* **Provided text**
________________________
# Great Salt Lake Coming up quick!



## fish-n-fool

I have been watching this since Nov and I can't believe how fast it is coming up. Next season may be the best in a decade for holding birds.

Take a look.
http://greatsalt.uslakes.info/Level.asp

fnf


----------



## utahbigbull

Been watching this same site. Pretty crazy, that is A LOT of water to raise it 1 foot in a month. I'm more curious to know just how much of this is due to breaching the dike?


----------



## LostLouisianian

fish-n-fool said:


> I have been watching this since Nov and I can't believe how fast it is coming up. Next season may be the best in a decade for holding birds.
> 
> Take a look.
> http://greatsalt.uslakes.info/Level.asp
> 
> fnf


How much further does it have to come up to be at a normal level.


----------



## utahbigbull

LostLouisianian said:


> How much further does it have to come up to be at a normal level.


 Granted, we haven't even really started any runoff, but it's still 6' lower than the lakes spring 2012 level according to this. Better than the 7' lower it was at January 1st!!


----------



## Fowlmouth

Looks like the Bear River is flooding it's banks today too. A lot of that water will make it to the lake.


----------



## utahbigbull

And the ruptured dam up in Nevada flowing that way too. :grin:


----------



## LostLouisianian

They're letting water out of Hyrum Dam due to too much water....come on down .... sounds like we might see some decent rise before it's over and done with. Funny how things go in cycles huh.


----------



## LostLouisianian

It takes roughly about 47 BILLION cubic feet of water to raise the lake 1 foot (about 355 BILLION gallons!)...ma cher' dats a lot of water


----------



## #1DEER 1-I

While this early rain is bad for our deer and elk, it is forcing a lot of the snow we have and water to go into the GSL without getting sidetracked. Hopefully the GSL can recover from its record low for a few years.


----------



## Daisy

In the link posted above, the guaging station they are referencing is located at Little Valley Harbor on the north arm. And yes, it is impressive how much south arm water has gone north. However, the south arm has gone up 0.4 ft since the breach was opened on Dec 1. If we did not get all this moisture the situation would be much worse.

Here is a good site to see the current elevations on both sides of the causeway:

http://ut.water.usgs.gov/greatsaltlake/elevations/


----------



## utahgolf

It will be pretty dang hard to beat that 2010-2011 water year but this year will be a much welcomed sight. It really can't get any worse than this past season as far as dry areas. I just hope for a wet/snowy March, April and May. Throw in a few monsoon type events in July too.


----------



## BPturkeys

As I recall, too much water in the lake can be just as bad as too little. Back in the '80's the high water levels destroyed most of the natural waterfowl habitat around the lake and the lake and bird numbers have never really recovered. The reconstruction of the Bear River Refuge was very poorly done with the emphasis on ponds and deeper water offering good resting areas to only a limited number and species of birds. I guess I am just sayin be careful what you wish for.
________________________
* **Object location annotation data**

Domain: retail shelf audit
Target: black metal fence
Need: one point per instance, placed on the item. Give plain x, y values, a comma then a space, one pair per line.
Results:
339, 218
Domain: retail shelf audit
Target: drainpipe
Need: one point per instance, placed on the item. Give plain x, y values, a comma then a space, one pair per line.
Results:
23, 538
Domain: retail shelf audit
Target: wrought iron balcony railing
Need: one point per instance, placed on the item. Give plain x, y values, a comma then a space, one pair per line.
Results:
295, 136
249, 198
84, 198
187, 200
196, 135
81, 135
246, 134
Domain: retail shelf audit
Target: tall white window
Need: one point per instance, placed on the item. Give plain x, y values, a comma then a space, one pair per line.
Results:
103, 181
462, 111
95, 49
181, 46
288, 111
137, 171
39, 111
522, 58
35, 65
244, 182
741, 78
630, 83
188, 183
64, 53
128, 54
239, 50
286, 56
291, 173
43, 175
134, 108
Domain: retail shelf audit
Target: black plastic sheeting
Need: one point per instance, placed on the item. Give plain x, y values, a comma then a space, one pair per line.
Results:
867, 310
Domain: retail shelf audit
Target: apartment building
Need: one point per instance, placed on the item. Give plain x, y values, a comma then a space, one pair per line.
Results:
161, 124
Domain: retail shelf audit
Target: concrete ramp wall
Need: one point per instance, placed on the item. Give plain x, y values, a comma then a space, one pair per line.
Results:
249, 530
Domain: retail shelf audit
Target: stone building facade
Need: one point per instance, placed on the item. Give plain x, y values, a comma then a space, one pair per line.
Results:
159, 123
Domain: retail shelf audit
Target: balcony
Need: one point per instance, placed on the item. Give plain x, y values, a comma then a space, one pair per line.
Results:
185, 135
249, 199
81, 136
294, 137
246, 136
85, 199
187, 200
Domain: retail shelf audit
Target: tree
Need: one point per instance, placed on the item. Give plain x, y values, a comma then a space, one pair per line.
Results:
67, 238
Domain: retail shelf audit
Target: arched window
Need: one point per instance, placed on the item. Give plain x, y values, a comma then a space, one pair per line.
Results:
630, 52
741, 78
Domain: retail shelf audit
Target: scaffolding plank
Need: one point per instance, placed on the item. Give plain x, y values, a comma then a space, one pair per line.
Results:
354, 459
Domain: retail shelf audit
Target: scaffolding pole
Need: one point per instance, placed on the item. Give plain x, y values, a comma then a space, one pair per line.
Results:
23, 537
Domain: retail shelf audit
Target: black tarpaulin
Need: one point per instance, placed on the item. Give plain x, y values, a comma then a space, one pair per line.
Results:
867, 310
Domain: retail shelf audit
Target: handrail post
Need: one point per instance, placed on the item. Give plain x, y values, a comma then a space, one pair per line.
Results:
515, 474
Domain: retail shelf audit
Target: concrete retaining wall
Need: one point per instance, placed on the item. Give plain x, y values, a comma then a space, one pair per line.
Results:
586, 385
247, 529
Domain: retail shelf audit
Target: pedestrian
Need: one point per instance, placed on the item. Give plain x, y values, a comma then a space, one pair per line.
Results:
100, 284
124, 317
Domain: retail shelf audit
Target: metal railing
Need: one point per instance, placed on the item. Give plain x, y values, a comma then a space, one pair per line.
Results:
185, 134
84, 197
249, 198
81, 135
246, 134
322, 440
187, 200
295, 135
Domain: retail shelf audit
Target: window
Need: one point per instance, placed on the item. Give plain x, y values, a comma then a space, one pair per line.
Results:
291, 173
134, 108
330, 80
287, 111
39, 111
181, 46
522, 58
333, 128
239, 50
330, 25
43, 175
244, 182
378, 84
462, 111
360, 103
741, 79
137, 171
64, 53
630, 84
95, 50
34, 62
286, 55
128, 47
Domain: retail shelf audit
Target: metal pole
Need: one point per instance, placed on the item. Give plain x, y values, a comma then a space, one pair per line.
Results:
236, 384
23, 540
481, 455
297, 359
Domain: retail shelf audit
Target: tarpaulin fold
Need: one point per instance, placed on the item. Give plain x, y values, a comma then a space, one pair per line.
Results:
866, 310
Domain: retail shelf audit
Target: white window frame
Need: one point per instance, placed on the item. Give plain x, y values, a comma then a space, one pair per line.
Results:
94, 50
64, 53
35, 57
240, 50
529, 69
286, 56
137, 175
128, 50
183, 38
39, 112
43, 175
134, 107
________________________
* **Parts of the exercise**
• A. In the Great Salt Lake thread, where is the gauging station referenced by the first link located?
• B. Filter the listing to only the lines that contain the word "railing".

* **Outputs in order**
• A. At Little Valley Harbor on the north arm.

• B.
Target: wrought iron balcony railing
Target: metal railing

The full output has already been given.